**Text shown:**
= Bulk-sale restriction =

Bulk-sale restrictions — also known as bulk-sale restraints, finished-form limitations and dosage-form limitations — are, as the term is used in United States antitrust case law, clauses in patent licenses that provide that the licensee shall make and sell the licensed product only in "finished pharmaceutical form" or "dosage form" (such as tablets, capsules and vials—the form in which drugs are administered to humans), not in bulk. Bulk form is the form in which drug chemicals are manufactured by chemical or other processes. These clauses are found primarily in pharmaceutical product licenses and are used to keep active drug ingredients out of the hands of generic manufacturers and price-cutters.

**Things to do:**
• 1. According to the text on bulk-sale restrictions, in what form are drug chemicals manufactured by chemical or other processes?
• 2. Using the text on bulk-sale restrictions, explain why pharmaceutical patent licenses limit the licensee to making and selling the product only in dosage form.
• 3. Extend the article on bulk-sale restrictions with a further paragraph that follows from its last sentence.

**Entries provided:**
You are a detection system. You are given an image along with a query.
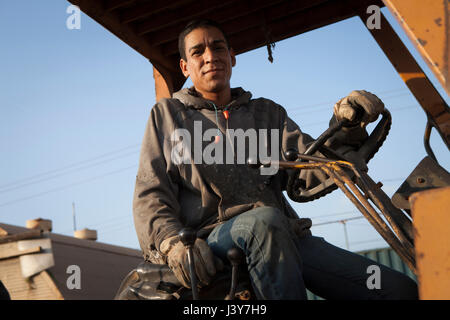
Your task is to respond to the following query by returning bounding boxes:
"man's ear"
[180,58,189,78]
[230,48,236,67]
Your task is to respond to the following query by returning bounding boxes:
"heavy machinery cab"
[69,0,450,299]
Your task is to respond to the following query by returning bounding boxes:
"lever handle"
[225,248,245,300]
[178,228,198,300]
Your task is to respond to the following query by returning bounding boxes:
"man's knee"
[239,207,287,233]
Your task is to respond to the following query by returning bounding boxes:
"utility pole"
[339,220,350,250]
[72,202,77,232]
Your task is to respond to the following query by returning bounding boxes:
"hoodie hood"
[172,87,252,110]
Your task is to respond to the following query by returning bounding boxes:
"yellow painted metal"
[409,187,450,300]
[359,11,450,148]
[383,0,450,94]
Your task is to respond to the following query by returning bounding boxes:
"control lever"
[178,228,198,300]
[225,247,245,300]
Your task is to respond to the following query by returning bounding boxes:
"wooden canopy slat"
[147,0,290,48]
[105,0,136,12]
[69,0,384,92]
[159,0,330,56]
[120,0,192,23]
[135,0,242,36]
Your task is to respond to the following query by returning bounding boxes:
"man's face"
[180,27,236,95]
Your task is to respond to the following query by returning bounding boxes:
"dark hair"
[178,19,230,60]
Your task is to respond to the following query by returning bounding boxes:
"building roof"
[0,223,143,300]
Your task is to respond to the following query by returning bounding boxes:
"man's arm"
[282,90,384,189]
[133,105,182,259]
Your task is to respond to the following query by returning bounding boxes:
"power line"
[0,151,139,194]
[0,165,137,208]
[301,104,417,128]
[286,88,409,111]
[0,144,140,189]
[289,92,410,116]
[312,216,366,227]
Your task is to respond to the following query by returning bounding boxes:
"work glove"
[333,90,384,128]
[160,236,216,288]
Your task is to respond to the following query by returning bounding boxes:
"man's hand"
[160,236,216,288]
[333,90,384,127]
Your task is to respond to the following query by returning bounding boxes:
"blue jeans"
[207,207,418,300]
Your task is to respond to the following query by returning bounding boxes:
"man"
[133,20,417,299]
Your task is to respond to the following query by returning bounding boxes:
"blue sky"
[0,0,450,250]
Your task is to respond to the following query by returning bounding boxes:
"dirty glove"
[333,90,384,128]
[160,236,216,288]
[289,218,312,238]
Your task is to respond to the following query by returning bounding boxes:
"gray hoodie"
[133,88,366,263]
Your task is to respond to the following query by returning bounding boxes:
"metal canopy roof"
[69,0,384,89]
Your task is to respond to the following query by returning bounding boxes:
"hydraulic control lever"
[178,228,198,300]
[225,247,245,300]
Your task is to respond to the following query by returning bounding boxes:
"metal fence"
[307,248,417,300]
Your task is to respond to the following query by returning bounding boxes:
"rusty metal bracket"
[392,157,450,210]
[264,159,416,272]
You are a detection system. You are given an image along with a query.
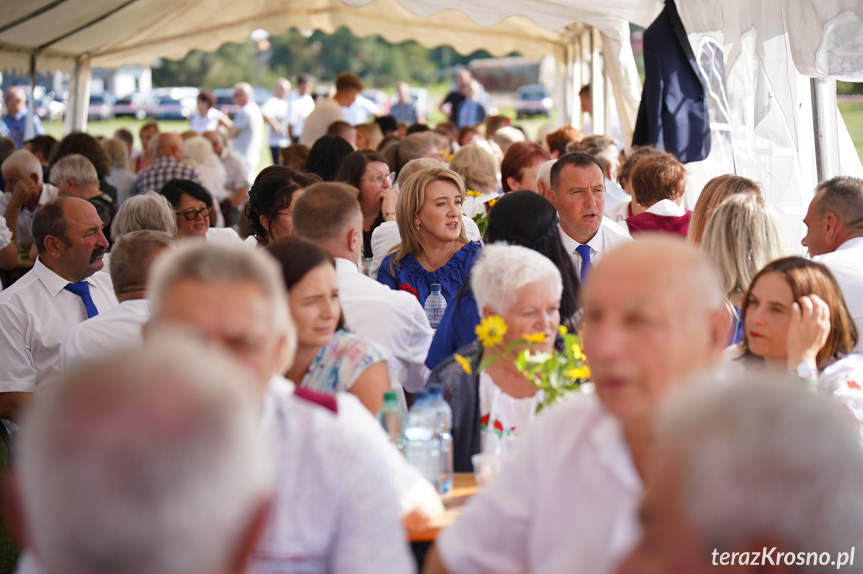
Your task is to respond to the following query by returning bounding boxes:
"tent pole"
[24,52,36,141]
[809,78,827,183]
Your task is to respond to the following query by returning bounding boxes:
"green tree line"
[153,27,488,88]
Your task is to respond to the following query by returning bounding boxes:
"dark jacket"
[632,0,710,163]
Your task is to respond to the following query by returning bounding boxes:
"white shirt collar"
[836,236,863,251]
[33,257,98,297]
[645,199,686,217]
[335,257,360,273]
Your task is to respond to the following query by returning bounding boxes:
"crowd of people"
[0,71,863,574]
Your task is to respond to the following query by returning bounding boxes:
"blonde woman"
[377,168,481,304]
[701,193,787,345]
[449,145,501,217]
[687,174,764,245]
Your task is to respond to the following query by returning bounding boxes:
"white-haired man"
[60,231,174,372]
[426,237,729,574]
[0,197,117,420]
[803,176,863,353]
[228,82,264,185]
[546,153,632,283]
[0,149,57,241]
[618,375,863,574]
[12,337,273,574]
[293,183,434,394]
[51,153,117,237]
[261,78,291,165]
[147,242,426,573]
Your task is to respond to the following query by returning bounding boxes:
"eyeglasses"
[174,205,213,221]
[360,172,395,187]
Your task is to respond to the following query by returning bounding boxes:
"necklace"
[416,241,458,273]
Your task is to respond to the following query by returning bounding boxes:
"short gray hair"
[18,336,273,574]
[0,149,43,184]
[396,157,441,190]
[536,159,557,189]
[110,229,175,297]
[51,153,99,186]
[470,243,563,315]
[147,241,296,342]
[659,373,863,573]
[102,138,129,169]
[111,191,177,241]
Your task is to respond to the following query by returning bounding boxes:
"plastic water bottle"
[405,392,441,486]
[428,384,453,494]
[378,391,405,451]
[425,283,446,329]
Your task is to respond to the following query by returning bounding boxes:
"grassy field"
[45,104,863,169]
[839,104,863,160]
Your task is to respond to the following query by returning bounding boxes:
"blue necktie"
[63,281,99,319]
[575,245,593,283]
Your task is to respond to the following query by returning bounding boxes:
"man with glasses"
[138,133,201,198]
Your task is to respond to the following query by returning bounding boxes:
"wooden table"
[408,472,478,542]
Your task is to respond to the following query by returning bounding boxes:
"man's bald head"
[584,237,729,428]
[156,132,183,161]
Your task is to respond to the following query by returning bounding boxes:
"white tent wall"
[0,0,661,140]
[677,0,863,253]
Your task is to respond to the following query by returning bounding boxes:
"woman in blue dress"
[378,167,481,305]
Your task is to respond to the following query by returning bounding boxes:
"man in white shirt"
[145,242,434,574]
[0,197,117,420]
[261,78,291,165]
[60,230,174,372]
[228,82,264,185]
[201,132,249,224]
[0,149,57,241]
[425,238,729,574]
[293,183,434,392]
[546,153,632,283]
[300,72,363,147]
[290,74,315,143]
[618,378,863,574]
[803,176,863,353]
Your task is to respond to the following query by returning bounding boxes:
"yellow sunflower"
[572,343,585,361]
[475,315,506,347]
[566,365,590,379]
[453,353,473,375]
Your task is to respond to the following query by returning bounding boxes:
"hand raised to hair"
[787,295,830,370]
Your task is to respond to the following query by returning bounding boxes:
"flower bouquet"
[455,315,590,412]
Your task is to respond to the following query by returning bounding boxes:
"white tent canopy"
[0,0,863,246]
[0,0,661,141]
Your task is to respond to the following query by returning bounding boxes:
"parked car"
[515,84,554,118]
[149,87,198,120]
[87,92,117,121]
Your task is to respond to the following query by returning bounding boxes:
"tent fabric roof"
[0,0,661,71]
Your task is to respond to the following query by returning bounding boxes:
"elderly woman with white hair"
[429,244,563,472]
[183,136,230,227]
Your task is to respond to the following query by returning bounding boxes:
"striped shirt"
[138,155,201,197]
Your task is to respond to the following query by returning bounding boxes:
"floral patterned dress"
[479,371,544,454]
[300,331,386,394]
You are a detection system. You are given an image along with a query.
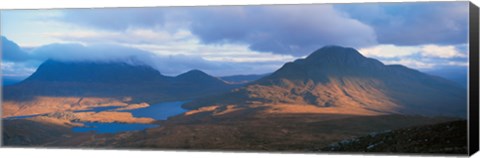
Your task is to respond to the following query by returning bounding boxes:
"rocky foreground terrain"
[322,121,468,154]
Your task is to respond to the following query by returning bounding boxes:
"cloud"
[335,2,468,45]
[359,44,419,58]
[1,36,29,61]
[59,5,376,56]
[186,5,376,56]
[60,8,168,31]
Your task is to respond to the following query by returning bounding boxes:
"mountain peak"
[175,69,225,84]
[306,45,366,60]
[25,59,166,83]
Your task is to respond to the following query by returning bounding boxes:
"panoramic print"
[0,2,469,154]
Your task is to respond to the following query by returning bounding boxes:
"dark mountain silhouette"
[23,60,169,84]
[425,67,468,89]
[4,60,234,103]
[184,46,467,117]
[220,73,271,84]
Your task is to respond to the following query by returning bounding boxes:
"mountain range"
[184,46,467,117]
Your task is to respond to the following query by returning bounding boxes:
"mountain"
[22,60,169,84]
[220,73,270,84]
[425,67,468,89]
[184,46,467,117]
[2,60,236,116]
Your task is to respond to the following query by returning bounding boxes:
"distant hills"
[184,46,467,117]
[3,46,467,117]
[220,73,271,84]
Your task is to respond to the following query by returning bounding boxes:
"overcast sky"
[0,2,468,77]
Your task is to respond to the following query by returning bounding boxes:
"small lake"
[72,101,187,134]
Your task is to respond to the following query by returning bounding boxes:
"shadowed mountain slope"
[184,46,467,117]
[3,60,235,116]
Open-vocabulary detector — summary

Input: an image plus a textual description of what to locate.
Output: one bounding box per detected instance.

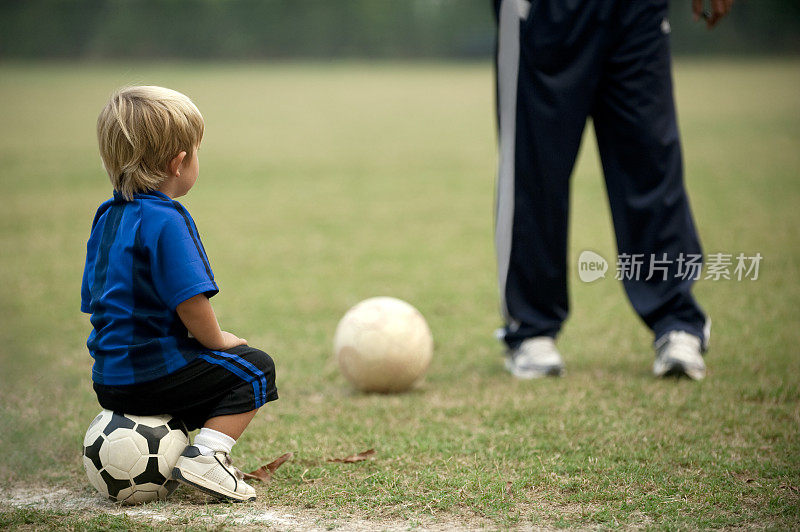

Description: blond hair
[97,85,204,200]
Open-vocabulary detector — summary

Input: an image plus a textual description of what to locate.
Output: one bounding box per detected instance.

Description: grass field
[0,59,800,529]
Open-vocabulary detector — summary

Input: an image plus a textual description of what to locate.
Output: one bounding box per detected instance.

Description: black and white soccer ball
[83,410,189,504]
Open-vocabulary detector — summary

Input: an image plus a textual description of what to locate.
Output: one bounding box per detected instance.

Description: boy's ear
[167,151,186,177]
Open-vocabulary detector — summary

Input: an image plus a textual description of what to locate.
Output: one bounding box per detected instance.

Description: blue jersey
[81,191,219,385]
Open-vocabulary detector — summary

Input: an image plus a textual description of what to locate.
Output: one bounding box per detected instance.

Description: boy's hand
[219,331,247,351]
[692,0,733,28]
[175,294,247,351]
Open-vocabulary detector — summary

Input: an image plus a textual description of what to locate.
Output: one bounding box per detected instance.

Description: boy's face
[175,146,200,198]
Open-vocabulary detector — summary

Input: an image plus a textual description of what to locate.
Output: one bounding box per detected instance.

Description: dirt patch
[0,487,490,532]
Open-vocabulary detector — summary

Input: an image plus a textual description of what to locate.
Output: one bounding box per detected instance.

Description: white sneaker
[653,331,706,381]
[506,336,564,379]
[172,445,256,502]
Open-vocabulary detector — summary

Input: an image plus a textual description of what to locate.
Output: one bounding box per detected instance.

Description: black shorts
[94,345,278,430]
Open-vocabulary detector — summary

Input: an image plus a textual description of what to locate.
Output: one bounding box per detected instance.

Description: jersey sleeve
[150,210,219,310]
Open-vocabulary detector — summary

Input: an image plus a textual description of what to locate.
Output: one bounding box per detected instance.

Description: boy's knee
[226,345,275,375]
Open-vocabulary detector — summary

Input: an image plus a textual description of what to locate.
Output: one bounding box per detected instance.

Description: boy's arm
[175,294,247,351]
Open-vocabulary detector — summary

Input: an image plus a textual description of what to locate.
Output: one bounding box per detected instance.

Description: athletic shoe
[172,445,256,502]
[653,331,706,381]
[506,336,564,379]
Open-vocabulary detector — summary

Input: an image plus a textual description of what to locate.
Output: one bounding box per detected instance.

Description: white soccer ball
[83,410,189,504]
[333,297,433,393]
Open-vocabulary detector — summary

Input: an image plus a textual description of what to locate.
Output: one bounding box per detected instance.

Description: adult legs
[495,0,602,348]
[592,0,707,342]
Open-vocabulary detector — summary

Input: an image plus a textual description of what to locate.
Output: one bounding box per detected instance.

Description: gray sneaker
[506,336,564,379]
[653,331,706,381]
[172,445,256,502]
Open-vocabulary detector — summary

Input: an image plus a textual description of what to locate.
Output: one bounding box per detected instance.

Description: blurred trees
[0,0,800,60]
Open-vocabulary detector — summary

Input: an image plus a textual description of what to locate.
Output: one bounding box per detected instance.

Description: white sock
[192,427,236,456]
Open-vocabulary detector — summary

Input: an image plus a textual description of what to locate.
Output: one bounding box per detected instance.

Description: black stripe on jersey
[172,201,214,282]
[128,226,169,382]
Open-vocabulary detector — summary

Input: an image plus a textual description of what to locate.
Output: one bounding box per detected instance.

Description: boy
[81,86,278,501]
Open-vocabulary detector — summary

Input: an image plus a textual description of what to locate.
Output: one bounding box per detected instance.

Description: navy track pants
[495,0,708,347]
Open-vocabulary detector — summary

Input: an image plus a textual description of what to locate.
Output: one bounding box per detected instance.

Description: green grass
[0,60,800,529]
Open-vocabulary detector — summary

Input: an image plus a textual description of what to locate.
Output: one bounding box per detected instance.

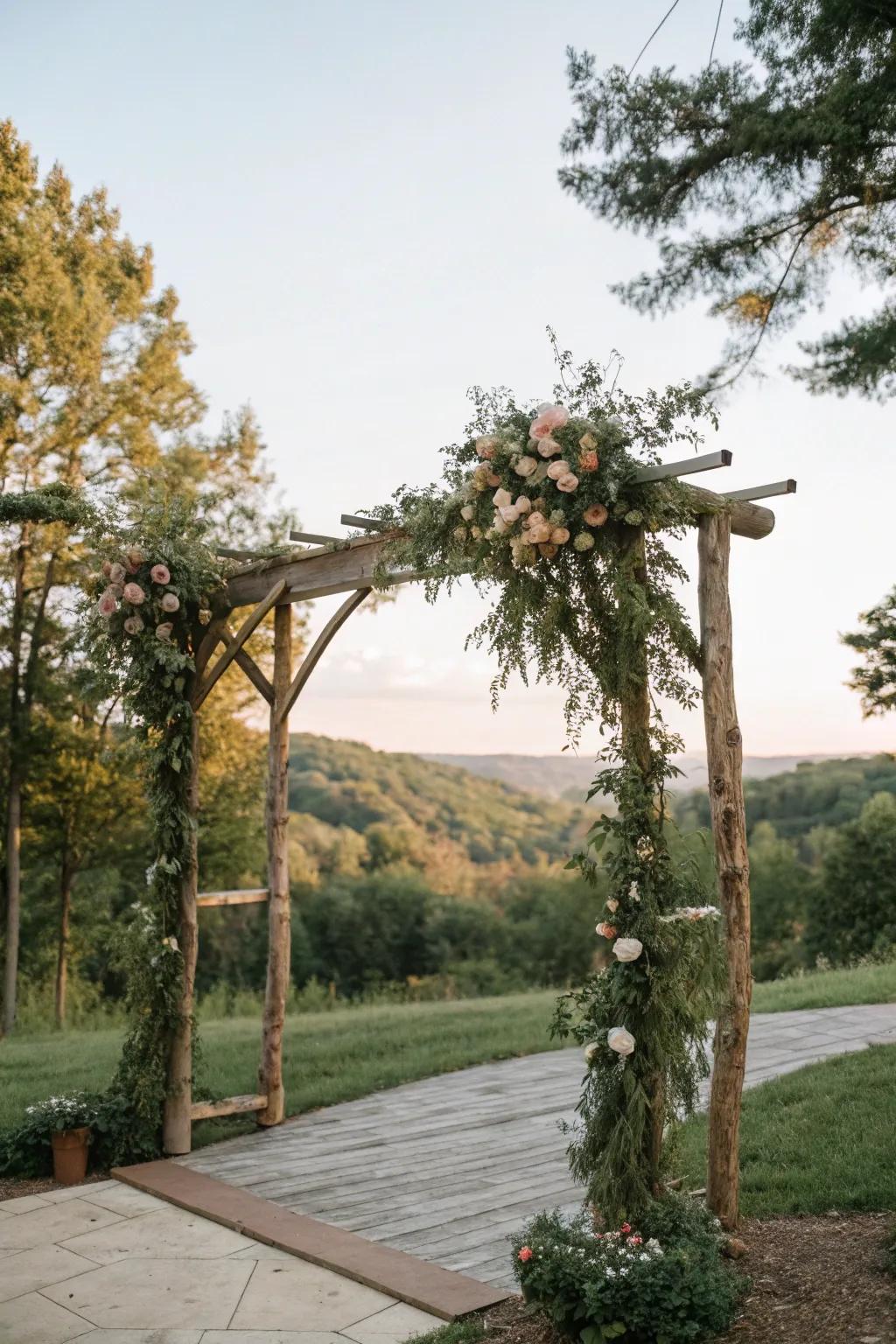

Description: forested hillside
[675,754,896,838]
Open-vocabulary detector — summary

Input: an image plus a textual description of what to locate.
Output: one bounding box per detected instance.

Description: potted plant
[25,1093,95,1186]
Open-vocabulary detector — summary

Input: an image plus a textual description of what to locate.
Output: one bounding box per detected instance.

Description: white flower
[612,938,643,961]
[607,1027,634,1059]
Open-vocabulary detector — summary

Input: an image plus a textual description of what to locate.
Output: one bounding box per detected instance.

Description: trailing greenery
[365,338,715,1218]
[513,1195,747,1344]
[560,0,896,398]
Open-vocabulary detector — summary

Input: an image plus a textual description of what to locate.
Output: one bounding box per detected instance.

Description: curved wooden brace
[276,587,371,722]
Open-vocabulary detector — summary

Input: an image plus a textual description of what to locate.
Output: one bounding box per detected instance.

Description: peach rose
[548,457,570,481]
[582,504,610,527]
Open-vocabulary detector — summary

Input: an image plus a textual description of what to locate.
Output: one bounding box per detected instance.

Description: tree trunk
[698,514,752,1229]
[3,768,22,1036]
[258,605,293,1126]
[620,527,665,1192]
[55,853,74,1030]
[163,714,199,1157]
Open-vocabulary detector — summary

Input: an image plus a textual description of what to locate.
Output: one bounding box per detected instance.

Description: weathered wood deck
[180,1004,896,1286]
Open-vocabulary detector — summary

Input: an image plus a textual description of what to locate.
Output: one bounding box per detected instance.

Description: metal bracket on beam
[289,532,344,546]
[340,514,384,532]
[632,447,731,485]
[724,480,796,500]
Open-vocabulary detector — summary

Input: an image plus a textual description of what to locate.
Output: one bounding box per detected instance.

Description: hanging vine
[372,338,716,1222]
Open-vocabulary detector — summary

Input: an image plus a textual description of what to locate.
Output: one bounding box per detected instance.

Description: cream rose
[607,1027,634,1059]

**Answers to the exercises:**
• 1. In bulk form.

• 2. The clauses keep active drug ingredients out of the hands of generic manufacturers and price-cutters. Because the licensee may not sell the product in bulk, the chemicals are never sold in the form those competitors would need.

• 3.
==Antitrust cases==
The United States Supreme Court explained in United States v. Glaxo Group Ltd. the reason why drug companies seek to prevent bulk sales:
Bulk sales would create new competition among wholesalers, by enabling other companies to convert the bulk drug into dosage . . . forms and sell to retail outlets, and would presumably lead to price reductions as the result of normal competitive forces. There is, in fact, substantial evidence in the record to the effect that other drug companies would not only have entered the market, had they been able to make bulk purchases, but also would have charged substantially lower wholesale prices for the dosage . . . forms of the drug.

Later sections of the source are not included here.